— START OF Document passage —
The once-catatonic corner of moviedom dedicated to merchandise has suddenly come alive as studios — walloped by vanishing DVD sales and determined to keep fans engaged between sequels — look at themed toys, clothes and home decor with renewed vigour.

And Pam Lifford, president of Warner Bros. Consumer Products, is in many ways leading the charge. “To gain marketshare, it has to come from somewhere,” she said with a mischievous grin, padding in sparkly shoes past a “Hobbit”-themed pinball machine at Warner headquarters here.

Before Lifford joined Warner in January 2016, the studio’s merchandising unit in some years had no growth at all. Last year, profit increased 47 per cent compared with 2015. Revenue from licensed products — Wonder Woman action figures, Harry Potter iPhone cases, Scooby-Doo pyjamas — totalled $6.5 billion, an 8 per cent increase.

Lifford, described by License Global magazine as “savvy, seasoned and supercharged”, credits toy-ready movies that were already in Warner’s pipeline, like the Potter prequel “Fantastic Beasts and Where to Find Them”. Kevin Tsujihara, Warner’s chief executive, credits the way Lifford came in guns blazing.

“I’m confident we can build on the momentum Pam and her team have created,” he said in an email. “It’s a great growth opportunity for the company.”

With the decline in DVD sales speeding up and the box office stalling on a global scale — even as movies become more expensive to make — studios like Warner for the first time are looking to merchandise as an engine.

Film companies will release 25 movies with toy tie-ins this year, according to Bloomberg analysis, up from roughly eight annually in the past. “Jumping headfirst into the space” is how a Sony spokesman described its new approach, which will be on display in July with the release of “The Emoji Movie”.

This summer, stores worldwide will be flooded with items for “Wonder Woman”, “Spider-Man: Homecoming”, “Cars 3”, “Transformers: The Last Knight” and “Despicable Me 3”. Mountains of “Justice League” and “Star Wars: The Last Jedi” paraphernalia will arrive in the fall.

More than ever, consumer products are influencing moviemaking decisions — namely, sequels and more sequels. Retailers are more willing to devote shelf space to tie-in products when there is already proven interest. (Notably, there was almost no merchandise tied to “King Arthur: Legend of the Sword”, which flopped badly for Warner this month.) But how much movie bric-a-brac can the market bear? Some analysts worry that the public will eventually say enough is enough. That happened in 2002, when retailers were stuck with a vast array of “Treasure Planet” items nobody wanted, leading to a Hollywood-wide pushback.

Consumer products can also be a surprisingly fraught business. Some studios have recently found themselves caught in social-media storms involving gender parity — why are some female characters less prevalent in stores than male ones? — and items that overreach, like a “Moana” costume that turned children into tattooed Polynesian warriors.

But the opportunity is too great for studios to pass up, and Exhibit A is Disney. Over the past five years, operating income at Disney’s consumer products and video game business has roughly gone from $1 billion to $2 billion, fuelled by hits like “Frozen”. Disney is the world’s No. 1 licenser, with themed products generating $56.6 billion in retail sales last year.
— END OF Document passage —
— START OF Data lines —
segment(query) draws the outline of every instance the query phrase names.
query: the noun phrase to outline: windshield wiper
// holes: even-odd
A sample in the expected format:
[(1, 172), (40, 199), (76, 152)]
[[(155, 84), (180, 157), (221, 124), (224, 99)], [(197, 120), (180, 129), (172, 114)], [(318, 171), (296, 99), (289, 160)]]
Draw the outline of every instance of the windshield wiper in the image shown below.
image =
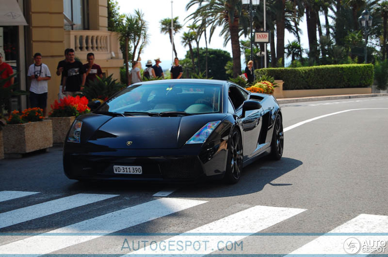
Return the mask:
[[(95, 113), (97, 113), (97, 114), (104, 114), (106, 115), (109, 115), (111, 116), (113, 116), (113, 117), (117, 117), (118, 116), (122, 116), (123, 117), (125, 117), (125, 115), (124, 115), (123, 113), (116, 113), (114, 111), (95, 111)], [(132, 115), (130, 115), (132, 116)]]
[(193, 115), (191, 113), (188, 113), (185, 111), (162, 111), (159, 113), (158, 115), (159, 116), (170, 116), (170, 115), (184, 115), (184, 116), (189, 116)]

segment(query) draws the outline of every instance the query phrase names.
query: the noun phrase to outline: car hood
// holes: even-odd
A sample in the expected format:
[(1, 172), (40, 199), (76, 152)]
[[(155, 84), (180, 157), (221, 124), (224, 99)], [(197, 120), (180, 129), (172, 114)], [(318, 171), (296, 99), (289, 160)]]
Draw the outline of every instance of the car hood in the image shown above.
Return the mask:
[(206, 123), (226, 116), (217, 114), (183, 117), (113, 117), (95, 130), (88, 141), (115, 149), (180, 148)]

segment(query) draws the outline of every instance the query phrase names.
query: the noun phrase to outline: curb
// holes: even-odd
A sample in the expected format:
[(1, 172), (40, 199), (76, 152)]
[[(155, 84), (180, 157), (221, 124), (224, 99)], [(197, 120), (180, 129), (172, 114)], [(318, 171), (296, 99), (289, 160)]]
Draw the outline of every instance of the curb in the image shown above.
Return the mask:
[(352, 99), (353, 98), (362, 98), (364, 97), (375, 97), (381, 96), (388, 96), (388, 93), (368, 94), (357, 95), (342, 95), (340, 96), (315, 96), (297, 98), (279, 98), (277, 99), (277, 102), (282, 104), (290, 104), (301, 102), (312, 102), (314, 101), (325, 101), (331, 100), (341, 100)]

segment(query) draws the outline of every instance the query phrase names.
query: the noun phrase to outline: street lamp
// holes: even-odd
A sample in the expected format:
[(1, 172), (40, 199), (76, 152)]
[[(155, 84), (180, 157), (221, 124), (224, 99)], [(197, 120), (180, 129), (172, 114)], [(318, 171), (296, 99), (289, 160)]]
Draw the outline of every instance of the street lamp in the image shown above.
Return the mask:
[(368, 31), (369, 27), (372, 26), (372, 16), (369, 15), (369, 12), (367, 10), (364, 10), (361, 13), (361, 16), (359, 17), (359, 21), (361, 24), (361, 27), (364, 28), (364, 33), (365, 34), (365, 63), (366, 63), (367, 61), (366, 48), (367, 44), (368, 43)]
[[(252, 40), (253, 38), (253, 35), (252, 33), (252, 25), (253, 23), (253, 17), (252, 15), (252, 6), (253, 5), (258, 5), (259, 3), (260, 3), (260, 0), (241, 0), (241, 2), (242, 3), (242, 4), (249, 4), (249, 16), (250, 19), (250, 22), (249, 22), (249, 29), (250, 32), (249, 35), (250, 36), (250, 41), (251, 41), (251, 60), (253, 60), (253, 44)], [(253, 62), (255, 63), (255, 62)]]

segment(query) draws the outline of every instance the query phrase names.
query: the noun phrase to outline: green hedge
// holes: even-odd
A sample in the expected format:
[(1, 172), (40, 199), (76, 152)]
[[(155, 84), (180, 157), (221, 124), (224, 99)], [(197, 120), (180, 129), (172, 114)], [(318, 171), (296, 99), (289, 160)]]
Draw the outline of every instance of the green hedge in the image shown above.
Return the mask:
[(283, 89), (321, 89), (369, 87), (373, 82), (373, 65), (341, 64), (299, 68), (267, 68), (255, 71), (283, 80)]

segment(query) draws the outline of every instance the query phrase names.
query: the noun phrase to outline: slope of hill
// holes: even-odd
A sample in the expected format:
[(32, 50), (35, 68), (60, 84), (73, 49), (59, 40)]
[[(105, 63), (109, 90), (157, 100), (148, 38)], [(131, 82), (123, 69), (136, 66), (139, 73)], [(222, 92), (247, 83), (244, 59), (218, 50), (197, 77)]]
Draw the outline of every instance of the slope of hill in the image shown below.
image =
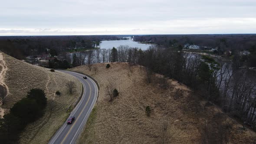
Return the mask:
[[(252, 144), (255, 133), (242, 126), (220, 108), (195, 95), (177, 81), (168, 80), (167, 89), (159, 86), (159, 78), (147, 83), (144, 68), (125, 63), (97, 64), (89, 72), (86, 66), (71, 71), (91, 75), (100, 86), (97, 105), (80, 135), (79, 143)], [(119, 95), (109, 101), (106, 92), (112, 83)], [(152, 109), (148, 117), (145, 108)]]
[[(3, 53), (0, 53), (0, 82), (8, 88), (9, 93), (4, 105), (1, 107), (4, 113), (14, 104), (25, 97), (33, 88), (43, 89), (47, 98), (44, 116), (29, 124), (20, 137), (20, 143), (46, 143), (63, 124), (68, 116), (67, 108), (74, 105), (82, 90), (80, 82), (75, 78), (58, 71), (32, 65), (17, 60)], [(66, 84), (75, 82), (75, 92), (69, 94)], [(59, 91), (59, 96), (55, 94)], [(72, 108), (72, 106), (70, 107)], [(2, 110), (3, 111), (3, 110)]]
— END OF Data lines —
Short problem 1:
In the article on movie merchandising, by what percentage did profit at Warner's merchandising unit rise last year compared with 2015?
Short problem 2:
Copy the part of the movie merchandising article between "The once-catatonic corner" and "per cent increase.", inclusive.

Correct output 1:
47 percent.

Correct output 2:
The once-catatonic corner of moviedom dedicated to merchandise has suddenly come alive as studios — walloped by vanishing DVD sales and determined to keep fans engaged between sequels — look at themed toys, clothes and home decor with renewed vigour.

And Pam Lifford, president of Warner Bros. Consumer Products, is in many ways leading the charge. “To gain marketshare, it has to come from somewhere,” she said with a mischievous grin, padding in sparkly shoes past a “Hobbit”-themed pinball machine at Warner headquarters here.

Before Lifford joined Warner in January 2016, the studio’s merchandising unit in some years had no growth at all. Last year, profit increased 47 per cent compared with 2015. Revenue from licensed products — Wonder Woman action figures, Harry Potter iPhone cases, Scooby-Doo pyjamas — totalled $6.5 billion, an 8 per cent increase.